-- begin Items --

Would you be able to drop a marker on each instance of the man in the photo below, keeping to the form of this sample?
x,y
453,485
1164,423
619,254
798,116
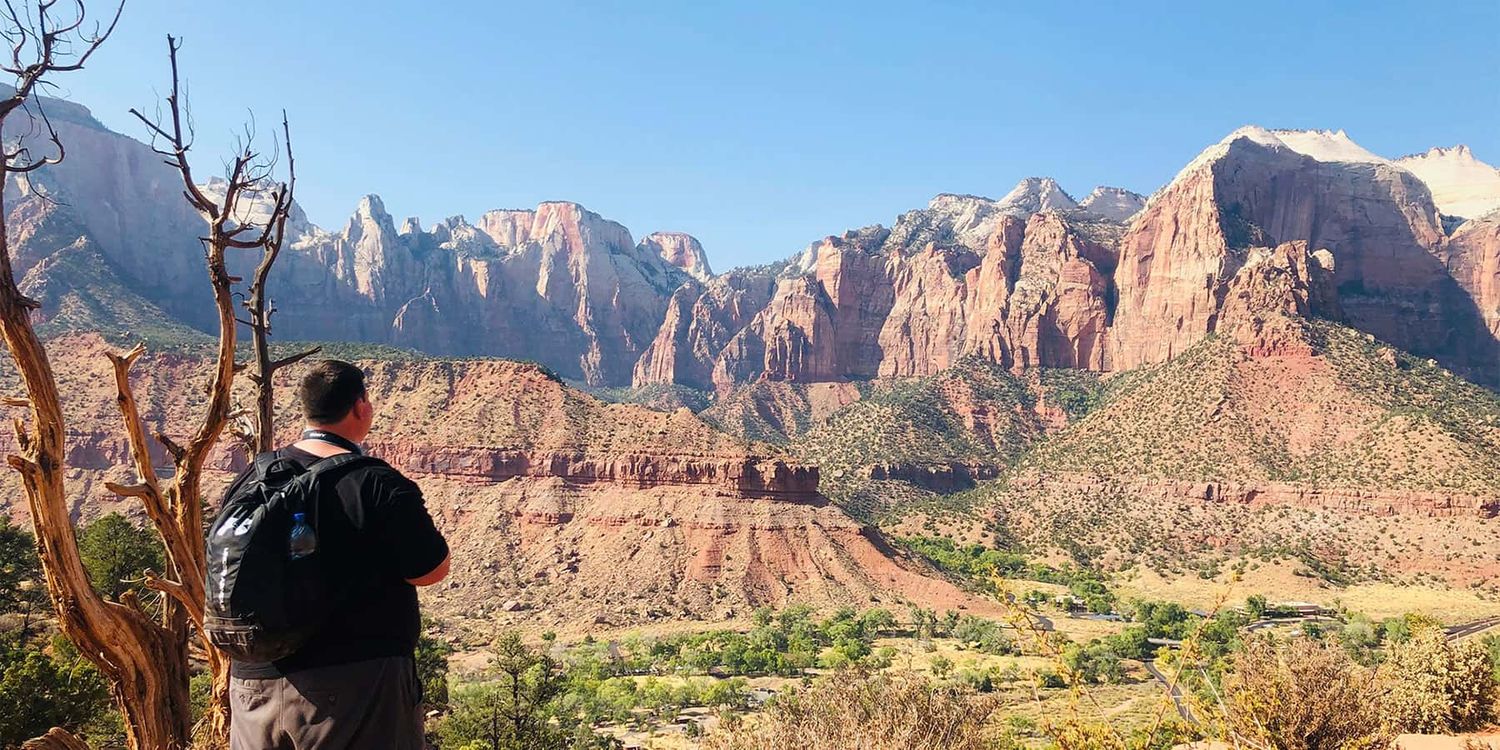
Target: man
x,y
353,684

-- end Items --

Can you return every one of the lines above word for word, leaving the pictures out?

Would you be able to drop a marker on each instance of the man in the photo below, keeping to the form of this sample?
x,y
453,485
1164,423
619,254
798,116
Target: man
x,y
353,684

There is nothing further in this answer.